**Source extract:**
______________________________
This week the U.S. Supreme Court will not only make history by hearing the first case involving a federal whistleblower; its ultimate judgment will without doubt be closely followed by Vladimir Putin’s Kremlin, its prized asylum-seeker—National Security Agency leaker Edward Snowden— and camp followers such as Glenn Greenwald and Laura Poitras.
In hearing oral arguments involving Robert MacLean’s disclosure of
post-9/11 cracks in U.S. air passenger security, the high court is to consider
what was already seemingly decided by a unanimous federal appeals court ruling
in favor of the former air marshal, who was retaliated against by nervous bosses
who accused him of making a disclosure “specifically prohibited by law.”
(A ruling in the case Department of Homeland Security v. MacLean
[13-894] is due by the spring of 2015.)
The Department of Justice maintains that MacLean’s 2003 unclassified
leaks to the media about illegal action at the Transportation Security
Administration (TSA) were themselves prohibited—due to imagined catastrophic
consequences. Putin, Snowden and others whose actions continue to threaten U.S.
national security are likely rubbing their hands in delight, given the
possibilities left wide open by the government's position.
As the cases of Ukraine, Chechnya and Georgia show, former KGB officer
Putin is a master at deception and propaganda; witness his very public embrace
of Snowden, who stole classified documents far in excess of those he supposedly
took to make his argument against NSA, and then fled U.S. legal reach. Even a
fierce critic of U.S. foreign policy like Sean Penn found himself
obliged to note that Snowden was not “legitimate,” his acts “based on the
narcissism of the so-called ‘whistleblower’.”
Unlike Snowden, who leaked massive amounts of national security
information, then fled to Russia—a police state where, the State Department
reports, real whistleblowers and investigative journalists alike are under
continuous threat—MacLean stayed here and, despite an arduous legal process
that left him nearly broke, went on to win in a court of law.
Those who know the former armed plain-clothes TSA officer who guarded
commercial airplanes argue persuasively that MacLean’s efforts were meant to
help prevent terrorist attacks. What MacLean did caused the TSA to rollback a
planned cut, for budget reasons, in overnight missions—a cutback due to occur
in the wake of air marshals having been just briefed on a “potential plot” to
hijack U.S. planes.
______________________________
**Data shown:**
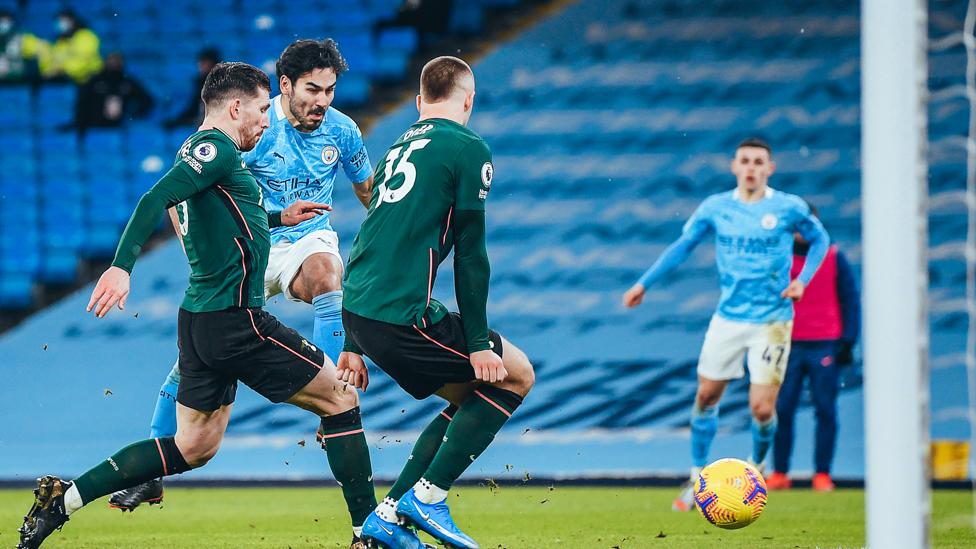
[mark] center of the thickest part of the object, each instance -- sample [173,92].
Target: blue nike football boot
[435,520]
[390,535]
______________________________
**Goal A:**
Based on the commentary on the MacLean whistleblower case, state whether each of the following agrees with the text. Answer yes or no for each, and quote the words of the text that decide it: (i) the federal appeals court ruling in MacLean's favor was unanimous; (ii) MacLean's 2003 leaks to the media involved classified information; (iii) a ruling in the case is due by the fall of 2015.
**Goal B:**
According to the commentary on the MacLean whistleblower case, what did MacLean's actions cause the TSA to roll back?
**Goal C:**
Continue the commentary on the MacLean whistleblower case from the point at which it ends.

**Right answer A:**
(i) Yes: "a unanimous federal appeals court ruling in favor of the former air marshal."
(ii) No: "MacLean’s 2003 unclassified leaks to the media."
(iii) No: "is due by the spring of 2015."

**Right answer B:**
A planned cut in overnight missions, made for budget reasons.

**Right answer C:**
MacLean’s disclosures were factual and they shed light on a TSA action
that itself was arguably a violation of federal law—it is supposed to give
protective priority to "nonstop, long-distance flights" which are
high security risks. That his disclosures "evidenced a substantial and
specific danger to public health or safety" there can be no doubt.
In a strictly forthright world, one might think that Putin, Snowden and
their crypto-insurgent fellow travelers in the press would be hoping that
MacLean would win his case in the highest court of the land. Snowden has wrapped
himself in a “freedom of expression” banner, and nothing in his case against
the NSA has motivated greater, if factually flatulent, public debate than that.
As the world continues to speculate on the extent of the intelligence bonanza
enjoyed by the former KGB maven, what is clear has been Putin’s savvy use of
the Snowden affaire to ridicule the United States.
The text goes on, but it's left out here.